** Start of Dataset content **

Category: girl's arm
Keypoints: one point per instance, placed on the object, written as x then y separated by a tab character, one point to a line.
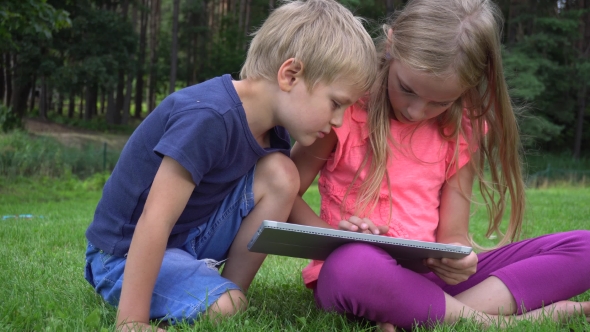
167	199
309	161
453	227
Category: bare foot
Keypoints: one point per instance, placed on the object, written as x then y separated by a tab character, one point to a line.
385	327
559	311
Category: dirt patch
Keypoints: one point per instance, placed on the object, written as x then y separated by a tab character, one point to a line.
71	136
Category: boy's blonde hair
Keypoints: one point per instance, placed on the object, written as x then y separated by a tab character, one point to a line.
325	37
461	38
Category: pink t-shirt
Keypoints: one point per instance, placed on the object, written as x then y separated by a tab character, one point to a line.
420	165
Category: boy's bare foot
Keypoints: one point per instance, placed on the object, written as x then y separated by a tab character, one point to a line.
560	311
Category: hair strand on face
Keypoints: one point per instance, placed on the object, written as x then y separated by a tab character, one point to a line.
461	38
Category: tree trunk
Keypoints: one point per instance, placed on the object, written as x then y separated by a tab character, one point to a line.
71	104
2	78
121	74
43	98
20	93
580	121
81	108
141	60
21	84
154	34
584	51
8	75
60	103
103	102
112	116
247	23
174	46
91	100
33	95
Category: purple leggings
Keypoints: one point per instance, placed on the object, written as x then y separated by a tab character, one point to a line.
364	281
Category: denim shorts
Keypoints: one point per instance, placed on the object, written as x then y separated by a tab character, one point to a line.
189	280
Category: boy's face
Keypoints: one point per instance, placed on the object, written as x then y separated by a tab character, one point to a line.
310	115
417	96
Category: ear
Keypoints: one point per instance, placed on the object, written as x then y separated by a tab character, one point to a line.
290	72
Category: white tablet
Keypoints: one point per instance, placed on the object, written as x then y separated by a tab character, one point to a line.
279	238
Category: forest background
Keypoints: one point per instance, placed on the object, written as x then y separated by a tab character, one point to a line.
107	63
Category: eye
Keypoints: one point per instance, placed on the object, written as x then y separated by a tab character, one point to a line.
335	105
404	89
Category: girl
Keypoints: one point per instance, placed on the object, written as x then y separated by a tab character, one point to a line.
403	163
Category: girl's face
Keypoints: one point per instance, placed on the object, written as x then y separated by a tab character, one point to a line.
417	96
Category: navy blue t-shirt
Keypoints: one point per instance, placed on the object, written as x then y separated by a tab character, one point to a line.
204	128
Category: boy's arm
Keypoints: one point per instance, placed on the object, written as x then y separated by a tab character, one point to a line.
167	199
309	161
453	227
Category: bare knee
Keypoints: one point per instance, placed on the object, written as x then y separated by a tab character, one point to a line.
228	304
277	175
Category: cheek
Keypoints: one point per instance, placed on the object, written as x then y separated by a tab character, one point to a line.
397	101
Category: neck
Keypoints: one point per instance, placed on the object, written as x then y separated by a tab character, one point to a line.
257	100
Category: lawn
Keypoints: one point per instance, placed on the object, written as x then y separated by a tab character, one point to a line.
42	260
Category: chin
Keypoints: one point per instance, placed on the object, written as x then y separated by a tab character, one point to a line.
305	141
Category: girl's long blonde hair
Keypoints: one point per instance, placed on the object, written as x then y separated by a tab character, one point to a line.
462	38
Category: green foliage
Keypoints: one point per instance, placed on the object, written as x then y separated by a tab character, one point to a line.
98	124
31	17
8	120
25	155
545	71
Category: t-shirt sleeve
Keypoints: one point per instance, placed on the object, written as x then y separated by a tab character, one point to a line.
466	147
195	139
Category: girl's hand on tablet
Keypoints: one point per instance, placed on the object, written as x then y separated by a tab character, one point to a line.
453	271
362	225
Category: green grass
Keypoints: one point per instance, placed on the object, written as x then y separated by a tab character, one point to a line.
42	260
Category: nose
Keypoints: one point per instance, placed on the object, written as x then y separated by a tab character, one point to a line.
337	118
416	110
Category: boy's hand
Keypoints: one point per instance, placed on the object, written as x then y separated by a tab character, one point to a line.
453	271
364	225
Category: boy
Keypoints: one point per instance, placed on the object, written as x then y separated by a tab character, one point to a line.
202	171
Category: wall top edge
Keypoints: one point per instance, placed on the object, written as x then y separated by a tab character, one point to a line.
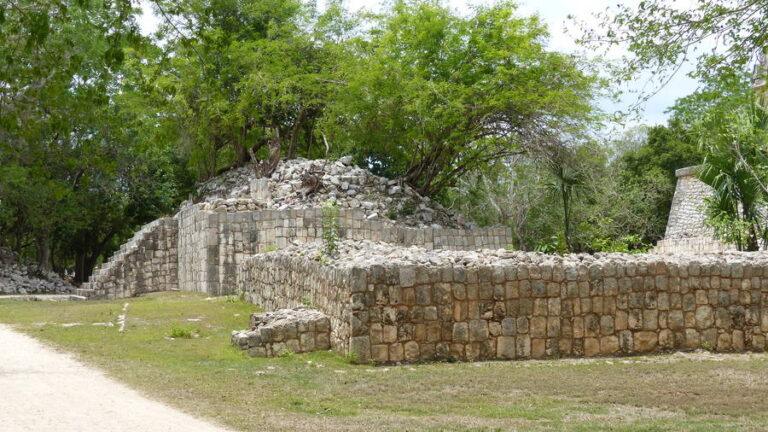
687	171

** End of Dataset content **

● **Challenge**
Return, unchanged, the lines from the one containing "Category: green grass" down to the end of the entries above, inclusive. Images are left out.

● **Task solution**
Category: green grass
Keypoints: one point per instance, placed on the object, written as x then y separated by a tab character, one point to a line.
42	260
Category: nose
Keypoints: one point per instance, placed on the object, written as x then y separated by a tab character, one point to a line.
337	118
416	110
Category: boy's hand
Keypoints: one point per instance, placed on the object, written as x then y separated by a tab character, one point to a line.
453	271
364	225
Category: boy
Keypoints: one point per instance, placed on the object, written as x then y separated by a tab character, one point to a line.
202	171
Category: wall top edge
Keypoints: one point per instance, placed on the object, written as x then y separated by a tab character, one point to a line.
687	171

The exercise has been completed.